**Quoted text**
Last updated: Sun 5 Apr 2015, 4:24 PM

The Bush White House has tightened the sanctions noose around the Syrian elite and frozen the financial assets of the president’s cousin Rami Makhlouf, Mr Economy of the Baathist regime. The US has also increased financing for the UN tribunal established to investigate the assassination of the Lebanese Prime Minister Rafik Hariri. Israel infuriates Damascus by refusing to discuss any negotiated settlement on the Golan Heights captured from Syria in the 1967 Six Day War and annexed by Begin after the Camp David accords with Sadat’s Egypt. Israeli warplanes bombed a nuclear facility in Dair Zawr, allegedly a clandestine North Korean project, buzzed the presidential palace in Latakia in a demonstration of the IDF’s overwhelming superiority in aerial power.

Hezbollah’s security chief Imad Mughniyeh, the mastermind of the suicide bombing that slaughtered 241 US Marines and 57 French paratroops in West Beirut, was assassinated, presumably by a Mossad hit squad, in the Damascus neighbourhood adjacent to a Syrian secret police base. The Christian, Druze and Sunni leaders of the March 14 coalition, led by Saad Hariri, Walid Jumblatt and the Marorite Zuama (political powerbrokers), have escalated their anti-Syrian accusations. The diplomatic cold war between Damascus and Riyadh threatens to torpedo the next Arab summit in the Syrian capital, which Saudi Arabia may well boycott. The Turkish government, which once threatened to attack Syria when it hosted PKK chief Abdullah Ocalan, has just launched another positive invasion of Iraqi Kurdistan, a provocative act to Syria’s two million Kurdish minority. There have been incidents of Islamist fundamentalist attacks, notably a terror attack against a UN compound in Damascus, that revive nightmarish memories of the 1982 Muslim Brotherhood revolt against the Alawite regime in Hama, an insurrection crushed with legendary violence by President Hafez Assad.

It is ironic that every US President from Richard Nixon to Bill Clinton viewed Damascus as central to the Arab-Israeli peace process. There used to be an old cliché in the Beirut of the 1980’s that my friends in American journalism, diplomacy and the think tanks would ritually intone. The Arabs cannot make war without the Egyptians but they cannot make peace without the Syrians. Hafez Assad used proxies to expel the United States and even Israel from Lebanon. He manipulated the Taif Accords to legitimise Syria’s de facto military occupation of a neighbour carved out from historic Bilaad Sham, Greater Syria, as a Marinate protectorate by French colonialists in 1946. Hafez Assad arm twisted Yasser Arafat’s Fatah to emerge as the eminence grise of Palestinian-Israeli negotiations. American Secretaries of State and the best and brightest from Downing Street were routinely summoned to Damascus by the enigmatic, imperious heir of the Ummayad caliphs who seized power in a military coup d'état and turned Syria into his family fiefdom since 1969. Syria’s military supremacy in Lebanon was guaranteed by the Riyadh and Taif accords, its financial black hole compensated by billions of dollars in Saudi Arabian petrodollars.

**Brief**
Rewrite the passage of the text on Syria starting at "The Bush White" and ending at "in aerial power.", swapping "warplanes" for "fighter jets". The material after this point is separate from the text on Syria.

**Available data**
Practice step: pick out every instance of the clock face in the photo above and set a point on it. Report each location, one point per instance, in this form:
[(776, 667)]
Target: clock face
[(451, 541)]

**Solution to this task**
The Bush White House has tightened the sanctions noose around the Syrian elite and frozen the financial assets of the president’s cousin Rami Makhlouf, Mr Economy of the Baathist regime. The US has also increased financing for the UN tribunal established to investigate the assassination of the Lebanese Prime Minister Rafik Hariri. Israel infuriates Damascus by refusing to discuss any negotiated settlement on the Golan Heights captured from Syria in the 1967 Six Day War and annexed by Begin after the Camp David accords with Sadat’s Egypt. Israeli fighter jets bombed a nuclear facility in Dair Zawr, allegedly a clandestine North Korean project, buzzed the presidential palace in Latakia in a demonstration of the IDF’s overwhelming superiority in aerial power.